((
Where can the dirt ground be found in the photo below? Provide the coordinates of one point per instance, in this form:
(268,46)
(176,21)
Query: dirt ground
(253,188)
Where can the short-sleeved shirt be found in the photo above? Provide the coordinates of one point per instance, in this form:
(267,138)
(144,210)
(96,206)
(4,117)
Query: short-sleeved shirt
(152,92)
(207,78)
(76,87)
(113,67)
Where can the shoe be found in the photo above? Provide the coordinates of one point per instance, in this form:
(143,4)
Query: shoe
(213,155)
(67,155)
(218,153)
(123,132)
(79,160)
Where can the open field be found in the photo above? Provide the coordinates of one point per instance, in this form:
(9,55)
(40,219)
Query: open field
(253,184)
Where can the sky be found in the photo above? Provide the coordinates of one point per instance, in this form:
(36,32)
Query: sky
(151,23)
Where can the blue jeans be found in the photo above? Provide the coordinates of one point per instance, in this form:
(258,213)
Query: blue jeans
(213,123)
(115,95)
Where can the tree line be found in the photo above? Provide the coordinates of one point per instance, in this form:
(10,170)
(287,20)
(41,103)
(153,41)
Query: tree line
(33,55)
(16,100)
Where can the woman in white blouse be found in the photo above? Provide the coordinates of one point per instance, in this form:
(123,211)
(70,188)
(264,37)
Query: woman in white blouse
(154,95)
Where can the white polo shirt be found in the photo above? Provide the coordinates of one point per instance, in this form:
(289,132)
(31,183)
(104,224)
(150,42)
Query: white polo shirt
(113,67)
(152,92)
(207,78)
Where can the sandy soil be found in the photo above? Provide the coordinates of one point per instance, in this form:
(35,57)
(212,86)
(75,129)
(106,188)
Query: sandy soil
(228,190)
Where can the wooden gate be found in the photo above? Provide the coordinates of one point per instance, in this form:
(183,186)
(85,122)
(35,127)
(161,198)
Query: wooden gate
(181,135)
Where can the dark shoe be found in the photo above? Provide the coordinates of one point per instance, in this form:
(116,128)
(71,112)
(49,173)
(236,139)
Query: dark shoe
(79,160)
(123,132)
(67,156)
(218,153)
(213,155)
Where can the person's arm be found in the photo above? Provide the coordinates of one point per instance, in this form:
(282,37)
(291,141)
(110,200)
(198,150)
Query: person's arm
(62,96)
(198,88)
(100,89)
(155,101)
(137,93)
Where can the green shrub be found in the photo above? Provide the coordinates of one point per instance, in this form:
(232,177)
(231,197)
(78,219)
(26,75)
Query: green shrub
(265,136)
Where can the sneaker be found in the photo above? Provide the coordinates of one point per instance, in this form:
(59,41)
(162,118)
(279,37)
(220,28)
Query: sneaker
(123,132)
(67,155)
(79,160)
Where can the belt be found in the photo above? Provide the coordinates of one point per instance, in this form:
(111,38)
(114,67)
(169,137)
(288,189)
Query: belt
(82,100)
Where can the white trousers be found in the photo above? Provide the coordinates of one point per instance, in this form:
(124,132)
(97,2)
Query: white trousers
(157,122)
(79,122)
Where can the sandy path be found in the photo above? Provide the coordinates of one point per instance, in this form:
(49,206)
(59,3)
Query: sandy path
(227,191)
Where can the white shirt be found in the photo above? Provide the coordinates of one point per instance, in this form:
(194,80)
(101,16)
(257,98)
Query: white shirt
))
### The problem:
Give every entry in the listing above again, exactly as written.

### Solved problem:
Where can the dirt ground be found in the photo below? Provide the coordinates of one point per instance, in this form:
(268,46)
(176,21)
Query: dirt ground
(253,188)
Where can the short-sleeved shirt be found in the photo above? Provide the coordinates of one point per instance, in this form:
(267,138)
(144,210)
(96,206)
(4,117)
Query: short-sleeved shirt
(152,92)
(207,78)
(76,87)
(113,67)
Where can the shoe be found in the photo above? Provide the coordinates of one point per instance, in this form:
(143,4)
Query: shoe
(213,155)
(67,155)
(218,153)
(123,132)
(79,160)
Where can the open field be found in the photo above? Provide the coordinates of one point per instance, in this form:
(9,55)
(40,219)
Query: open field
(253,184)
Where can the sky be found in the photo above? Provide the coordinates of one point per instance, in this form:
(36,32)
Query: sky
(151,23)
Where can the blue jeans be found in the photo above? Provide the coordinates of one point per instance, in this form:
(258,213)
Query: blue jeans
(213,123)
(115,95)
Where can the tree line be found in the photo above? Provide the coordinates of one point per instance, in this form:
(10,170)
(287,20)
(41,103)
(153,41)
Query: tree line
(33,55)
(16,100)
Where can the woman in white blouse be found in the photo above? Provide the coordinates of one point per instance, in this form:
(123,211)
(70,188)
(264,37)
Query: woman in white blouse
(154,95)
Where can the white polo shirt be found in the photo above? Provide the coordinates of one point per instance, in this form:
(289,132)
(31,183)
(104,224)
(150,42)
Query: white polo shirt
(113,67)
(152,92)
(207,78)
Where can the sandy soil be found in the photo above? Provide the coordinates of one point per instance, in this form:
(35,57)
(212,86)
(75,129)
(106,188)
Query: sandy soil
(228,190)
Where can the wooden gate be found in the photo above? Provide the coordinates of one point per instance, in this form:
(183,186)
(85,122)
(35,127)
(161,198)
Query: wooden gate
(181,135)
Where can the dark shoe be found in the photo above? Provide the coordinates of one point per instance, in this form:
(116,128)
(71,112)
(49,173)
(236,139)
Query: dark shoe
(79,160)
(123,132)
(67,156)
(218,153)
(213,155)
Where can the person's arm be found in the photo above? Provide the coordinates of one point per instance, in this form:
(282,37)
(291,141)
(110,200)
(198,150)
Query: person's arm
(62,96)
(198,88)
(100,89)
(155,101)
(137,93)
Where can the green shrub be found in the photo above? Provide the coordinates of one point per instance, in this form:
(232,177)
(231,197)
(78,219)
(26,75)
Query: green shrub
(265,136)
Where can the sneaker be found in the photo above? Provide the coordinates of one point per instance, in this form:
(59,41)
(162,118)
(279,37)
(220,28)
Query: sneaker
(123,132)
(67,155)
(79,160)
Where can the belt be found in the photo above? Provide the coordinates of one point per instance, in this form:
(111,38)
(114,67)
(169,137)
(288,189)
Query: belt
(82,100)
Where can the white trousers be found in the photo above? Provide the coordinates of one point per instance, in this form:
(124,132)
(97,2)
Query: white trousers
(157,122)
(79,122)
Where can the sandy path be found in the photo above? Provide the coordinates of one point per instance, in this form:
(49,206)
(59,3)
Query: sandy path
(227,191)
Where can the white shirt be found in the photo above? Provide the coordinates of one point per instance, in this form:
(194,80)
(101,16)
(257,98)
Query: white shirt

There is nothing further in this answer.